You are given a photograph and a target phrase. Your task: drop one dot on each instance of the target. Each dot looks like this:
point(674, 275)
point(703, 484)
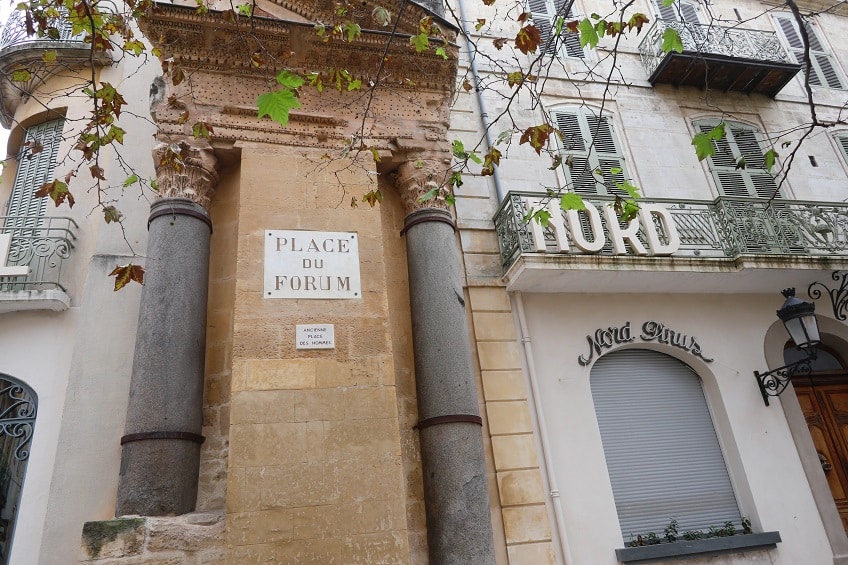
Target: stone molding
point(194, 175)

--------

● Instructions to follow: Write out every line of the records again, requests included. Multiply each coordinate in the answers by 1.55 and round to whole numbers, with halves rounding up. Leave the numbers in the requests and their format samples as they are, and leave the pictures out.

● Task answer:
You are given a photograph and a target phrase. Your task: drop one dot on each instance of the target. Each dot looks like this:
point(674, 275)
point(703, 484)
Target: stone molding
point(301, 271)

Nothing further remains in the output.